What is needed
Retype every one of the records below word for word, and leave the pictures out of your copy.

━━━━━ Supplied material ━━━━━

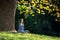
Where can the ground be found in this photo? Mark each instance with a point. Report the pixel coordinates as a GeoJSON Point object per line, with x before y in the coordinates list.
{"type": "Point", "coordinates": [25, 36]}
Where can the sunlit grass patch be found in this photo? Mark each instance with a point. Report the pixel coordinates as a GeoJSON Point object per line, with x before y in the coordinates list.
{"type": "Point", "coordinates": [25, 36]}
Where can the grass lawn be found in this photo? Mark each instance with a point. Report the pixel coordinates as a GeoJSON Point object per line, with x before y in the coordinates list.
{"type": "Point", "coordinates": [25, 36]}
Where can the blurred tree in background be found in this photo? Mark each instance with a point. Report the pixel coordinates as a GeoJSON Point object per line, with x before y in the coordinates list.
{"type": "Point", "coordinates": [40, 16]}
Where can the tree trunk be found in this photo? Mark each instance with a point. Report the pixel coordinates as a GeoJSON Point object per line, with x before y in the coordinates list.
{"type": "Point", "coordinates": [7, 15]}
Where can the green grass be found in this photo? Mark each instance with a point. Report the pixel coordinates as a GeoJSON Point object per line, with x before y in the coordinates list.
{"type": "Point", "coordinates": [25, 36]}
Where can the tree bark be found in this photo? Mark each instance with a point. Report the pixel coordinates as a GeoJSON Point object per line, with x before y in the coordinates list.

━━━━━

Answer
Where can the ground be found in this photo? Mark each instance with a point. Report the pixel coordinates as a GeoJSON Point object per line, with x before y in the coordinates list.
{"type": "Point", "coordinates": [25, 36]}
Where can the sunlit grass patch be found in this photo? Mark each instance with a point. Report the pixel coordinates as a GeoJSON Point object per line, with x before y in the coordinates list.
{"type": "Point", "coordinates": [25, 36]}
Where can the grass lawn be found in this photo? Mark each instance with a point. Report the pixel coordinates as a GeoJSON Point object per line, with x before y in the coordinates list.
{"type": "Point", "coordinates": [25, 36]}
Where can the blurred tree in background be found in this photo? Mark each instance with a point. Report the pixel coordinates as a GeoJSON Point object per line, with x before y in the coordinates list.
{"type": "Point", "coordinates": [40, 16]}
Where can the tree trunk be found in this photo? Mark each instance with a point. Report the pixel coordinates as a GeoJSON Point object per line, with x before y in the coordinates list.
{"type": "Point", "coordinates": [7, 15]}
Where can the green grass be found in this photo? Mark each instance with a point. Report the pixel coordinates as a GeoJSON Point object per line, with x before y in the coordinates list.
{"type": "Point", "coordinates": [25, 36]}
Where can the tree bark be found in this photo? Mark each instance with a point. Report the pixel coordinates as a GeoJSON Point object per line, with x before y in the coordinates list.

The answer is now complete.